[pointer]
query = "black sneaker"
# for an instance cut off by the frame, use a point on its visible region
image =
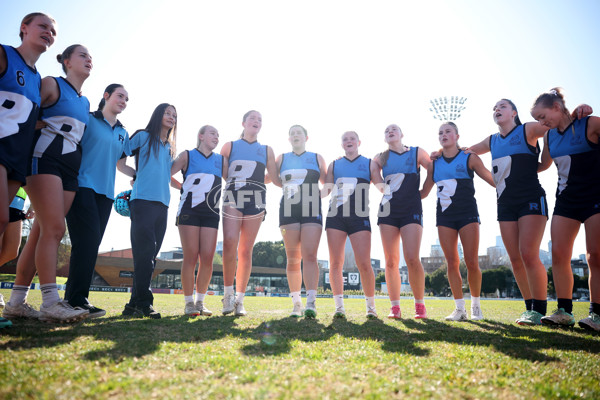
(130, 311)
(149, 312)
(95, 312)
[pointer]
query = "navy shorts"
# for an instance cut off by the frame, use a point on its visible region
(202, 221)
(512, 212)
(299, 213)
(401, 220)
(578, 212)
(456, 223)
(53, 162)
(349, 225)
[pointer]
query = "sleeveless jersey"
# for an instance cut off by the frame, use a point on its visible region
(202, 184)
(578, 163)
(402, 178)
(67, 117)
(19, 108)
(456, 192)
(514, 167)
(352, 179)
(299, 174)
(246, 173)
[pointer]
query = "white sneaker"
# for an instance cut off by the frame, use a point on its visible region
(62, 312)
(476, 313)
(371, 313)
(191, 310)
(22, 310)
(228, 304)
(240, 311)
(297, 311)
(311, 310)
(457, 315)
(202, 309)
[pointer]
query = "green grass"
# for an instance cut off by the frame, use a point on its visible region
(268, 355)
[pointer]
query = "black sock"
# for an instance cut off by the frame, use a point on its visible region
(566, 304)
(540, 306)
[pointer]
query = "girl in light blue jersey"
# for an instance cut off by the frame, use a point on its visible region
(574, 145)
(104, 143)
(198, 215)
(457, 215)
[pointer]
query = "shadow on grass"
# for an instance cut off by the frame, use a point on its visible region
(128, 338)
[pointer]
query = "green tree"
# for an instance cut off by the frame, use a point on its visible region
(269, 254)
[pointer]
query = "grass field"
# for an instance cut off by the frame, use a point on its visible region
(268, 355)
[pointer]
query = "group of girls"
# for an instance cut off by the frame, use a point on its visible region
(68, 160)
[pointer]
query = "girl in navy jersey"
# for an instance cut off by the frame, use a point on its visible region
(574, 147)
(104, 143)
(348, 217)
(52, 181)
(154, 150)
(522, 208)
(300, 218)
(19, 104)
(198, 215)
(243, 207)
(401, 216)
(457, 215)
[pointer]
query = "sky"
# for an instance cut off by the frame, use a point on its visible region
(331, 66)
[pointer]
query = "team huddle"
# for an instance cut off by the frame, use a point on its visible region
(66, 159)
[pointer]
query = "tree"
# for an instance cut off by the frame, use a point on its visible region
(269, 254)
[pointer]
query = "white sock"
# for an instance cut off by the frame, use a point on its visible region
(339, 301)
(200, 297)
(239, 297)
(49, 294)
(311, 296)
(296, 297)
(370, 302)
(18, 295)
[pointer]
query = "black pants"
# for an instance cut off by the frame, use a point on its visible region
(148, 226)
(87, 221)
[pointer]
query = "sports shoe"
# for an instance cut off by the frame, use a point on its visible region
(420, 311)
(340, 313)
(297, 311)
(202, 309)
(559, 318)
(228, 304)
(371, 313)
(395, 313)
(62, 312)
(530, 318)
(311, 310)
(457, 315)
(94, 312)
(5, 323)
(23, 310)
(476, 313)
(240, 311)
(129, 311)
(191, 310)
(591, 323)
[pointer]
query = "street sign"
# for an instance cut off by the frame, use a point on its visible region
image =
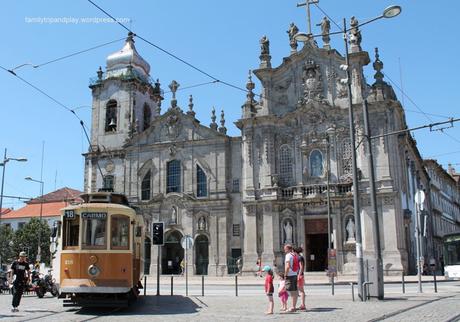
· · · · · · ·
__TASK GOAL__.
List each line from the entries above that contains the string "sneaker", copying every such line in full. Case counts when matching.

__SOLUTION TO THE PROBLEM__.
query = "black sneaker"
query = "white sneaker"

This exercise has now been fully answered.